─── SELEZIONE ───

Da Kant a Confucio: due strade per pensare il mondo
3 Ottobre 2025
I signori della guerra
6 Ottobre 2025“L’amore universale è un sogno non mai realizzabile. Si odia il compagno, il concittadino, l’amico, il padre, il figlio; ma l’amore è sparito affatto dal mondo, sparita la fede, la giustizia, l’amicizia, l’eroismo, ogni virtú, fuorché l’amor di se stesso. L’amor proprio ha come corollario l’odio verso altrui, così per le nazioni l’amor patrio è odio verso gli stranieri…. In guerra senza tregua, e in guerra d’ogni giorno, ora, momento, e in guerra di ciascuno contro ciascuno e senza neppur l’apparenza della giustizia; in guerra senza quartiere; in guerra tanto piú atroce e terribile, quanto è piú sorda, muta, nascosta; in guerra perpetua e senza speranza di pace. (Leopardi, Zibaldone, 890, aprile 1821)
Eppure l’uomo, al di là di questa visione di grande attualità e decisamente nichilista, non ha mai smesso di sognare; ci sono sempre stati grandi uomini con grandi idee e con pensiero divergente, con visioni grandiose di trasformazione sociale.
I have a dream diceva qualcuno. Ed è vero, per tanti anni abbiamo provato a sognare. Almeno in 3 momenti storici in questi 80 anni.
Sicuramente nel secondo dopoguerra quando alcune parole erano diventate il verbo: solidarietà, cooperazione internazionale, diritti: dai diritti umani, ai diritti politici, civili, giustizia, uguaglianza, pace, libertà in tutte le sue declinazioni, non discriminazione. La nascita dell’Onu, la formulazione della dichiarazione universale dei diritti umani, e poi a seguire il cammino inesorabile verso l’Europa unita, dai primi albori con la nascita della CECA e poi la Cee comunque fondate sulla cooperazione economica e commerciale tra quegli stati che per 2.000 anni si erano combattuti è diventata un’unione sovranazionale che si avvale di coesione sociale, della lotta all’esclusione, con l’idea di sussidiarietà, volta al benessere dei suoi concittadini. Uniti nel rispetto delle diversità. Secondo un principio fondativo: o ci si salva tutti o non si salva nessuno. L’Europa ci ha dimostrato che si può vivere senza farsi guerre, che si può espungere l’idea della guerra dalle relazioni tra i popoli e gli stati. In 27 ormai abbiamo scelto questa strada ed è una cosa grandiosa, primo esperimento nella storia dell’umanità perché è nata dalla scelta consapevole e condivisa tra nazioni che erano tali da secoli e hanno scelto di rinunciare ad una piccola (al momento) fetta della loro sovranità. Ben diverso da come sono nati gli States, attraverso guerre di conquista e di annientamento delle popolazioni native. Ma perché non si ritiene che questa potrebbe essere percorsa dal resto del mondo?! E’ vero che oggi questa realtà sembra stia affogando nelle sabbie mobili dei nazionalismi e dei governi sempre più arroganti e aggressivi, nell’incapacità di fare scelte coraggiose, nella inadeguatezza politica nell’affrontare in modo autonomo e autorevole le tragedie dei nostri giorni. Noi che al nostro interno ci relazioniamo pacificamente, non possiamo pensare di sostenere ad oltranza e fomentare guerre, invece di porre le condizioni per avviare processi di pace. Non siamo stati in grado di porre fine e disinnescare il conflitto che abbiamo praticamente in casa. Noi europei dobbiamo recuperare i nostri valori. Non è pensabile che oggi parliamo di riarmo, di guerra, di militarizzazione e di nucleare come se nessuna conquista sia stata fatta in questi decenni. E’ un lessico che ci riporta indietro di un secolo.

───

▶ **COMPITO DA SVOLGERE**
Secondo la citazione di Leopardi riportata nella selezione, quali persone si odiano? Elencale tutte. Per lo svolgimento i dati non servono.

─── ESTRATTO DEI DATI ───

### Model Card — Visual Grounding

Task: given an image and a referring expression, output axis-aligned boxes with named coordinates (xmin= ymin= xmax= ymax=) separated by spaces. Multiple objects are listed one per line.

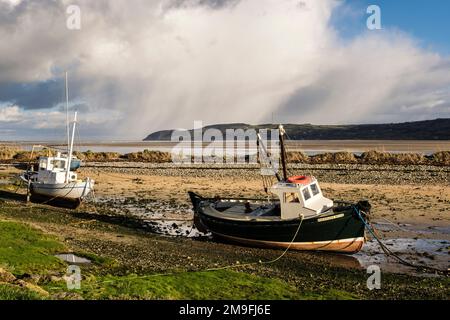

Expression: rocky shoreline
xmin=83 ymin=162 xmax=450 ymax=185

───

▶ **SOLUZIONE DEL PROBLEMA**
Il compagno, il concittadino, l'amico, il padre, il figlio.